--- Start Selected passage ---

Bevan and the New Anti-Labor Laws

The quotations give a good indication of the acerbity which the differences between the political Lefts of the Labor Party and the trade union bureaucrats have reached.

By placing himself at the head of the protests against 1AA, Aneurin Bevan has scored a decisive personal victory. Greenwood, the leader of the Parliamentary Labor Party, supported by Bevin, Attlee, and the rest of the Labor Party leaders, attempted to expel Bevan from the Party, but were completely unsuccessful. The rank and file Labor M.P.’s refused to stand for it. They have constituents to face and they know what is and what is not healthy for them.

The Executive Board of the Welsh Miners Federation had already unanimously demanded the repeal of the regulation, and in the course of a few weeks a majority of the union executives were forced by the rank and file to register opposition to it.

The net result of the whole affair has been to strengthen the Labor Party Lefts at the expense of the reactionary bureaucracy. Aneurin Bevan nailed his colors to the masthead in a very important article in the Tribune of May 26. In this article, Bevan affirms the necessity of a mass Labor Party based upon the unions. The identification of a political Labor Party and the unions is and has been the Party’s main source of strength and stability. “Strength from the unions and social purpose from the Party; those are still the twin merits which justify the trade union basis of the British Labor Party.”

He goes on to point to the masses of youth who have been “enormously stimulated by the existing conditions of public affairs” (the swing to the Left) and italicizes “It is absolutely vital that we should devise the means for them to express themselves through the medium of the labor movement both in industry and politics.”

--- End Selected passage ---

- _What is asked_
A – For each statement below, say yes or no on whether it agrees with the passage on Bevan, and quote the passage's deciding words.
(i) Greenwood and the other Labor Party leaders succeeded in expelling Bevan from the Party.
(ii) The Executive Board of the Welsh Miners Federation unanimously demanded that the regulation be repealed.
(iii) Bevan's article appeared in the Tribune of May 26.
B – Copy everything in the passage on Bevan from "The Executive Board" down to "opposition to it.", switching "Executive Board" to "Central Committee".
C – Answer these questions from the passage on Bevan.
(i) Who is named as the leader of the Parliamentary Labor Party?
(ii) What did the rank and file Labor M.P.'s do about the attempt to expel Bevan?
(iii) What does Bevan affirm the necessity of in his article?
The data after this point is separate material with no tie to the passage on Bevan.

--- Start Data records ---

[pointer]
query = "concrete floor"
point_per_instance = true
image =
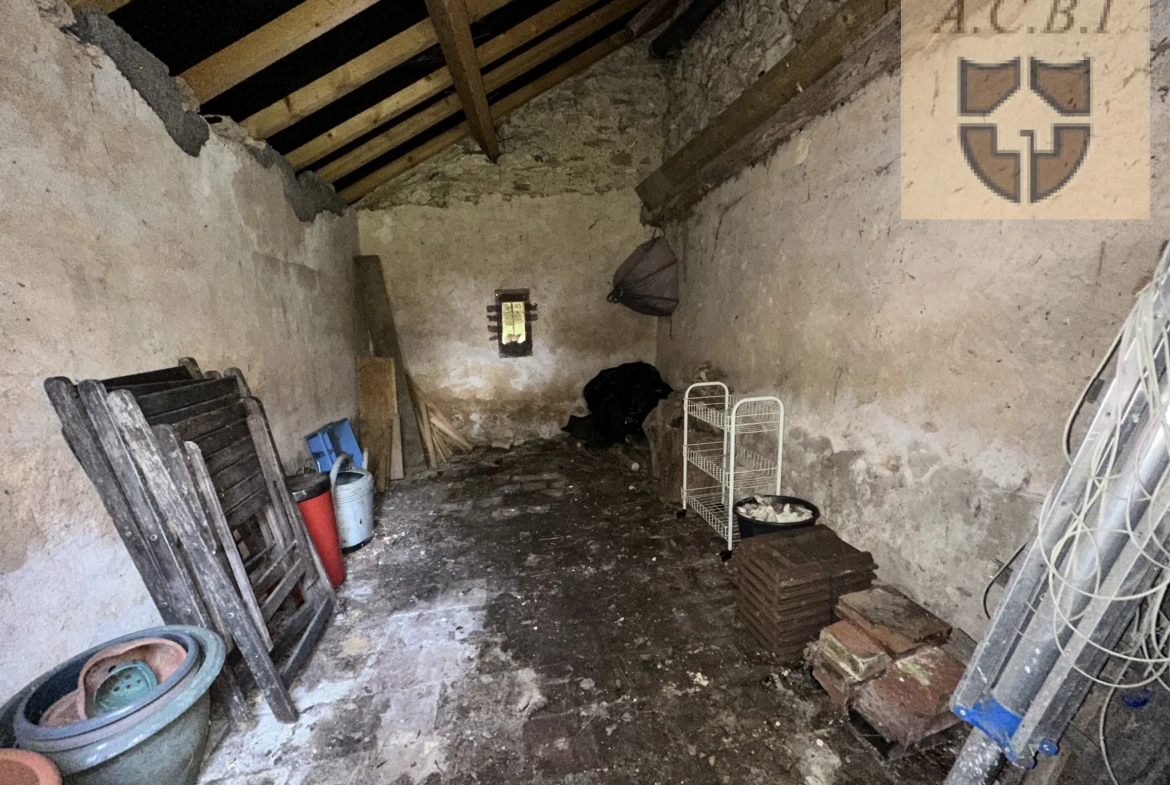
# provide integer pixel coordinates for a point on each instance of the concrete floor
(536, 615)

--- End Data records ---
--- Start Data records ---

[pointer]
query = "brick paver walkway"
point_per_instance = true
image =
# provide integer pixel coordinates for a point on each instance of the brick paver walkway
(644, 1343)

--- End Data records ---

- _Per-task answers_
A –
(i) No: "but were completely unsuccessful."
(ii) Yes: "had already unanimously demanded the repeal of the regulation"
(iii) Yes: "in a very important article in the Tribune of May 26"

B –
The Central Committee of the Welsh Miners Federation had already unanimously demanded the repeal of the regulation, and in the course of a few weeks a majority of the union executives were forced by the rank and file to register opposition to it.

C –
(i) Greenwood.
(ii) They refused to stand for it.
(iii) A mass Labor Party based upon the unions.